> _Aim_
Copy out the part of the listing below that opens with the line containing "the green moss" and closes with the line containing "[(466, 57)]", keeping both lines exactly as they stand.
----- Records -----
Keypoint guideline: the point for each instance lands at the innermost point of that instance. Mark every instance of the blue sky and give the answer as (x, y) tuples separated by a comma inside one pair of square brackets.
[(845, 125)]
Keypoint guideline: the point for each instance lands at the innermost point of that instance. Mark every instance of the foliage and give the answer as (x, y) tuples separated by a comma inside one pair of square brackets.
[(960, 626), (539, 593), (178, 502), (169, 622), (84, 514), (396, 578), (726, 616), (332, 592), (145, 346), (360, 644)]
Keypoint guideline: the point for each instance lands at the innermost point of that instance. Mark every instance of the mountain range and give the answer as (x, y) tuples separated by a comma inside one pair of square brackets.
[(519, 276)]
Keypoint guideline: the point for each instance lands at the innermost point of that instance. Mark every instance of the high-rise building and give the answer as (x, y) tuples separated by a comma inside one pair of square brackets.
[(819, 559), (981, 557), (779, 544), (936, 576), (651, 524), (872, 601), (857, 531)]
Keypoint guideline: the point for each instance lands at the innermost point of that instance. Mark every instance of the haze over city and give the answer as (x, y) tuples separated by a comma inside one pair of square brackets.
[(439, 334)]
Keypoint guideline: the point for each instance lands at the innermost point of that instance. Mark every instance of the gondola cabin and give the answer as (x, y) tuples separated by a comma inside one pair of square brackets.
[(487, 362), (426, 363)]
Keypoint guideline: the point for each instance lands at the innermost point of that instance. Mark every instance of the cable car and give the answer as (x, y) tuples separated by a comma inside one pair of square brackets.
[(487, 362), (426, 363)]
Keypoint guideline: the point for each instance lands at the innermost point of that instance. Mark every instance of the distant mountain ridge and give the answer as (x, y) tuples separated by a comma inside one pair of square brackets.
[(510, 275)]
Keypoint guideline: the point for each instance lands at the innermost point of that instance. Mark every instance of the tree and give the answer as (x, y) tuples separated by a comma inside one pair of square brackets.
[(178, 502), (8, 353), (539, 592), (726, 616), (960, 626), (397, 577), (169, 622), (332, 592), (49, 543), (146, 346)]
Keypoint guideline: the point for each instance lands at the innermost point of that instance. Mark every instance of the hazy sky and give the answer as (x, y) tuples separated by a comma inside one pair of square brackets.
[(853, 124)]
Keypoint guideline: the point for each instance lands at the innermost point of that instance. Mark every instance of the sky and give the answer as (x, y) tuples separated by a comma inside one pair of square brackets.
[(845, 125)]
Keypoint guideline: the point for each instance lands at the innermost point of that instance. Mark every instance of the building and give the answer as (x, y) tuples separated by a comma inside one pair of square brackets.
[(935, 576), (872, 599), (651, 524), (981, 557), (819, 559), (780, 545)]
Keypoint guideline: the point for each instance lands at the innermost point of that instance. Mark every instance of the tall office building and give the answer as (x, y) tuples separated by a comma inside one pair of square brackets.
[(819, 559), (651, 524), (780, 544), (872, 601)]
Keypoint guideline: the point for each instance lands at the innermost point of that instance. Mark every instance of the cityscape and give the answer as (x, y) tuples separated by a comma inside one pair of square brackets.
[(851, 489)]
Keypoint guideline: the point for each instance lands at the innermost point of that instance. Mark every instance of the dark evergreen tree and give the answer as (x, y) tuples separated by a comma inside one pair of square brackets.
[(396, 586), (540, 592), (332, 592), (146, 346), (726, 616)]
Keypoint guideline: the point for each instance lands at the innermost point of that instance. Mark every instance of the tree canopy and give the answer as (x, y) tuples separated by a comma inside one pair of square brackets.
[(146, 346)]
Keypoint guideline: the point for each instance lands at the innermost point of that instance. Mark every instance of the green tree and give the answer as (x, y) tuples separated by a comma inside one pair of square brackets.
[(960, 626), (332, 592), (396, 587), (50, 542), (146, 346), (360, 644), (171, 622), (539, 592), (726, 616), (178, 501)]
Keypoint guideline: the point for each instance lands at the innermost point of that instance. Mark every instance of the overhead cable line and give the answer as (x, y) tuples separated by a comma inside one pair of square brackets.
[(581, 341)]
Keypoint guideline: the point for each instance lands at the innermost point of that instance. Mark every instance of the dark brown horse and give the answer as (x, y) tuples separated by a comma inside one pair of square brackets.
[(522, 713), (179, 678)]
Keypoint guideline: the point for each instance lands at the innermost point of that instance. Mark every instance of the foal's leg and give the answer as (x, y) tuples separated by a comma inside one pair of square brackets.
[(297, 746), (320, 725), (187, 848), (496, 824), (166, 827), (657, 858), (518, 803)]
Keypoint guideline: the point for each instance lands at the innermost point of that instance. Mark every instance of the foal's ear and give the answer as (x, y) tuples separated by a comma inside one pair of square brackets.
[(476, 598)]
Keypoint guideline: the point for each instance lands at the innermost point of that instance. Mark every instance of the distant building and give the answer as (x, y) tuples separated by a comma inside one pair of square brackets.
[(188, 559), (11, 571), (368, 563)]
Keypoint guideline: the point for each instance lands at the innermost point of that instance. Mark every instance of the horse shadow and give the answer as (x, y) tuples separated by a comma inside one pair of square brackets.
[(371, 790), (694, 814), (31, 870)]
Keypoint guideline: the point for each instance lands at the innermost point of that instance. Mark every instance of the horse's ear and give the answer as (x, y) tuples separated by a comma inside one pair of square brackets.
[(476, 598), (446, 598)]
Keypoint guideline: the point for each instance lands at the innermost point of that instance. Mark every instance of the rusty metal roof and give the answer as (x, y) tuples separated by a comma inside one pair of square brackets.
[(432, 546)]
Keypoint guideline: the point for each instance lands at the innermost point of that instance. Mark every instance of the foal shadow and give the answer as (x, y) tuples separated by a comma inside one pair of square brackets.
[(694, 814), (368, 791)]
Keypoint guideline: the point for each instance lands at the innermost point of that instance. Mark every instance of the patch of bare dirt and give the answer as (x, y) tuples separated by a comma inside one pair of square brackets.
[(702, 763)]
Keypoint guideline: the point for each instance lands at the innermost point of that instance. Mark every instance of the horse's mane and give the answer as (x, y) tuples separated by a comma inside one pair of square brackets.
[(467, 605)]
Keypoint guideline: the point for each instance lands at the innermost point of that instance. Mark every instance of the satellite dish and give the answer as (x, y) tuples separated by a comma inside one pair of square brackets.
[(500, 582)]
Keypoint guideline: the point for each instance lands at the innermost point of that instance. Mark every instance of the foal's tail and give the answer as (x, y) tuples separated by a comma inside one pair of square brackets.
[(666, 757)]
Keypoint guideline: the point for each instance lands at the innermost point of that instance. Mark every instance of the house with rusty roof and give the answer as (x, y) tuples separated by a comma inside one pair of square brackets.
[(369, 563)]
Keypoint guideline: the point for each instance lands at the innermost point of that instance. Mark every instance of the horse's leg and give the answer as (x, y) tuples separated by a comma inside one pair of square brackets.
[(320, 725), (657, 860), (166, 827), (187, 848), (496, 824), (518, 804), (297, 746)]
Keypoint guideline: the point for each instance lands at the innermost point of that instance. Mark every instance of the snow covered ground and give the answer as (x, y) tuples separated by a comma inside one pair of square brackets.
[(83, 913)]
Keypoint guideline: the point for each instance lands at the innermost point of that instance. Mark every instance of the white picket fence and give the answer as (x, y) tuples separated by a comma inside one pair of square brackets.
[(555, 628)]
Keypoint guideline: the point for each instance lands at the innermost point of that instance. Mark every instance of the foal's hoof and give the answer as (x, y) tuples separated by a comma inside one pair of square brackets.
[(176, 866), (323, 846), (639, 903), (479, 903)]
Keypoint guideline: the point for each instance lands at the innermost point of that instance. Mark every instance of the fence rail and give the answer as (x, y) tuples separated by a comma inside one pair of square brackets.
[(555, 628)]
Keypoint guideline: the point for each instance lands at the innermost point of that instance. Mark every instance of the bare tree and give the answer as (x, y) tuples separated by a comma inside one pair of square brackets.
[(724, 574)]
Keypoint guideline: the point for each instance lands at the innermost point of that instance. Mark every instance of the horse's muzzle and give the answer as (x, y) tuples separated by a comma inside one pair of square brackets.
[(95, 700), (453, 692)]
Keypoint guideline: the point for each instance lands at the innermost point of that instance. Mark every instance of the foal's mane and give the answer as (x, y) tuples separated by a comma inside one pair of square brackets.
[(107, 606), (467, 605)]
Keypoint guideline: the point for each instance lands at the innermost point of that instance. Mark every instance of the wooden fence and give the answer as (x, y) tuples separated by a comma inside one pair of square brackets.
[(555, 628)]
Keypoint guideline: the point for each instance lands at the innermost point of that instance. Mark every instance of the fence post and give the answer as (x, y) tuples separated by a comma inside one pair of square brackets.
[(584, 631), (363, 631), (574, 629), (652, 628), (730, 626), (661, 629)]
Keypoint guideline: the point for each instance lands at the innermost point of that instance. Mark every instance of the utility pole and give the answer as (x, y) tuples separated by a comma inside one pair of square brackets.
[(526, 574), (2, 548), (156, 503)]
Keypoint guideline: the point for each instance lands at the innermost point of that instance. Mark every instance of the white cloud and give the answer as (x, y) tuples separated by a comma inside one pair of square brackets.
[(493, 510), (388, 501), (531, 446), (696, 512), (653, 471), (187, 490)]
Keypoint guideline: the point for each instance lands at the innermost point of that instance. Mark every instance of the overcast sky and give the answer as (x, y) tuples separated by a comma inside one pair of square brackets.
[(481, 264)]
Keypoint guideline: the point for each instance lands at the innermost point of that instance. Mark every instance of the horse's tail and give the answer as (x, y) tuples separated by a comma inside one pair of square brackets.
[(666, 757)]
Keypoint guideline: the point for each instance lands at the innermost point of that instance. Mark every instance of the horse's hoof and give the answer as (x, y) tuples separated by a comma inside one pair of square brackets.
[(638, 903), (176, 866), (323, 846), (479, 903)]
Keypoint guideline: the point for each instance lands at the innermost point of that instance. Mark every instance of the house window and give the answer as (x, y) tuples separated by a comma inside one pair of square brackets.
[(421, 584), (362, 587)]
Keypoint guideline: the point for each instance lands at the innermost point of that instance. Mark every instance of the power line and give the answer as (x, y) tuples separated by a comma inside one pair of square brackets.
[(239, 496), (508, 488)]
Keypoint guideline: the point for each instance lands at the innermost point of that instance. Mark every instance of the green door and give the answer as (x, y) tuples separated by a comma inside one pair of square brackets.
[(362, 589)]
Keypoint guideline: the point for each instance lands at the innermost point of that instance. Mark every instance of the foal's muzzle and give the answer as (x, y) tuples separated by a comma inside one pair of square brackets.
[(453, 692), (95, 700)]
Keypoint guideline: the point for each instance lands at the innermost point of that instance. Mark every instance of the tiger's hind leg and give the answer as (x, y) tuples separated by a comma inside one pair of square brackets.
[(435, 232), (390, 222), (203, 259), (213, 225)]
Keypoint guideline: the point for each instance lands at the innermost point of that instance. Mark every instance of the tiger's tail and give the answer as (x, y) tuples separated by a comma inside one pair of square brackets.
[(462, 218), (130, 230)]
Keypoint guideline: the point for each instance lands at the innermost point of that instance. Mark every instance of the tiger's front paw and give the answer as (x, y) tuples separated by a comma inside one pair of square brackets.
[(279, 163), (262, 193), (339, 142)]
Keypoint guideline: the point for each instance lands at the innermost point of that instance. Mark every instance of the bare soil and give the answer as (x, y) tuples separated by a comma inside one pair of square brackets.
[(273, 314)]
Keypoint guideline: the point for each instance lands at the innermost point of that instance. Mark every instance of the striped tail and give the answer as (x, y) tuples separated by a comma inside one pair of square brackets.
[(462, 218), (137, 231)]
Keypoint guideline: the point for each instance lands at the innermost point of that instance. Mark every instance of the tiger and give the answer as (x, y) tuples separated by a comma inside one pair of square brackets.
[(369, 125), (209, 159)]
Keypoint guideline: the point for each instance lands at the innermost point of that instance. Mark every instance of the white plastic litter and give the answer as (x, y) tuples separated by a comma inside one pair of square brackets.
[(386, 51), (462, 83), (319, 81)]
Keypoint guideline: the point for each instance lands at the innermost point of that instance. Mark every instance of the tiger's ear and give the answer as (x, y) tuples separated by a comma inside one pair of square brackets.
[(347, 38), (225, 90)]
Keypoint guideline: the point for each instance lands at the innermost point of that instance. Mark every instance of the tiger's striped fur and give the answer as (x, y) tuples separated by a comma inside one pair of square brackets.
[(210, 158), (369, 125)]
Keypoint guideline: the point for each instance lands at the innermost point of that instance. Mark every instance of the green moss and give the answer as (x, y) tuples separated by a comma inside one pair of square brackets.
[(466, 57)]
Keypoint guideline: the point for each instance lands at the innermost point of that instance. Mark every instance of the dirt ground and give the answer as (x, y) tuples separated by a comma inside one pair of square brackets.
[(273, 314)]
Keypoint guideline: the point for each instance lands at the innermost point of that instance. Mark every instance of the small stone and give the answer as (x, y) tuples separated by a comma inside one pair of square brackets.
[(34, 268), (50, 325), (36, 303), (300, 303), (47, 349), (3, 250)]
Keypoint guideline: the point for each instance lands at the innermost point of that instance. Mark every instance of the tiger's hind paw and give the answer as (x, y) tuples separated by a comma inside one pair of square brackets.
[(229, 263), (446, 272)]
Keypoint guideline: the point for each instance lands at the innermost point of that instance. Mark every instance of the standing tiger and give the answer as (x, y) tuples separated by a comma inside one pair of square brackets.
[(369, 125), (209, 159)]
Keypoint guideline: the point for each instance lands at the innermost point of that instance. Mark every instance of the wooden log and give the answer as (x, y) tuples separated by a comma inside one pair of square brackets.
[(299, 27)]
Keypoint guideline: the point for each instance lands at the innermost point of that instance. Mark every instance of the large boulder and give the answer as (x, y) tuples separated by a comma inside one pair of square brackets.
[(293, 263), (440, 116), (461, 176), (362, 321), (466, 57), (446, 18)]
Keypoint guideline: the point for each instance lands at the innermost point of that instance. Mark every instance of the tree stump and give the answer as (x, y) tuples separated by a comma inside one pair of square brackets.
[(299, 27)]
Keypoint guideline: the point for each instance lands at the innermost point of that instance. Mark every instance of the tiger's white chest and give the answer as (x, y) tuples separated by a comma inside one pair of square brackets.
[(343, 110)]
-----
> _Answer in full_
Keypoint guideline: the point for each instance lands at the innermost point of that instance. Mark every instance of the green moss and give the answer as (x, y) tuples separated by a comma inside one pair of square brackets.
[(466, 57)]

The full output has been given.